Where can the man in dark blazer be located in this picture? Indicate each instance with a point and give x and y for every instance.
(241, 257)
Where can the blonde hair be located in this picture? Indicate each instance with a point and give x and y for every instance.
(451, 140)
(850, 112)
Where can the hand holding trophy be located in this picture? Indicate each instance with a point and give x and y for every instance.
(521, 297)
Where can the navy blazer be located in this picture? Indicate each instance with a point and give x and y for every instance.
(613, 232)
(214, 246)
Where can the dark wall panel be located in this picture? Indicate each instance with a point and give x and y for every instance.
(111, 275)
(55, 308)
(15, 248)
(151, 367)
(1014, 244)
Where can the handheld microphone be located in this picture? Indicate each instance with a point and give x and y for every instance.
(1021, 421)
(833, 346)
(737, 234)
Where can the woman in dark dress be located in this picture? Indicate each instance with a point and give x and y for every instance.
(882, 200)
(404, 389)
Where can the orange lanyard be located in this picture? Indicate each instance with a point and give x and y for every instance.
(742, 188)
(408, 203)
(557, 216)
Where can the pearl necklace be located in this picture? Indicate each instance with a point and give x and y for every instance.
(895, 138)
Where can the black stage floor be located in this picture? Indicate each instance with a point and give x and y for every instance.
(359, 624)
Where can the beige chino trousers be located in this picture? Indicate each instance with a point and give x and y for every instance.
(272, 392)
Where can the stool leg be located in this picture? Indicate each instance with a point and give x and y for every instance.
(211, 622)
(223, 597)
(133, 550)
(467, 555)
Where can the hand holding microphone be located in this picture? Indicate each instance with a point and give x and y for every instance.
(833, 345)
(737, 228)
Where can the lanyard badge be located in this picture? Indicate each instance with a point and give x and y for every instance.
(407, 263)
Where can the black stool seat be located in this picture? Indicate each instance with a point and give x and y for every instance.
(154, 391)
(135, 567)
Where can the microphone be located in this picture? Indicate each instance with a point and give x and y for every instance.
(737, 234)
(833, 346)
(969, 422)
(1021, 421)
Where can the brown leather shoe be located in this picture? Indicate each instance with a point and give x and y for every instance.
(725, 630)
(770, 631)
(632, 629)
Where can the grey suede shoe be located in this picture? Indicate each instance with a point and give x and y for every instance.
════
■ **What you should do**: When the line containing "Where can the lanyard" is reached, return it and every later line through the end of the listing above, unaltered and alone.

■ **Output for this task**:
Where can the lanyard badge be located in this picture? Indicate each instance with a point and give x and y for every instance.
(407, 263)
Where can the black stool seat be located in this picture? Indicate each instance with a point and give x and y for every instance.
(154, 391)
(135, 567)
Where can the microphone be located in this picture? Indicate each instance with a point and give x and y for every instance.
(737, 234)
(833, 346)
(969, 422)
(1021, 421)
Where can the brown leather shoe be located in this picture? Indicate each instance with a point and give x and y for every instance.
(725, 630)
(770, 631)
(632, 629)
Where can the grey suede shoe be located in this picture? Indicate each instance with a point and give x and y for every instance.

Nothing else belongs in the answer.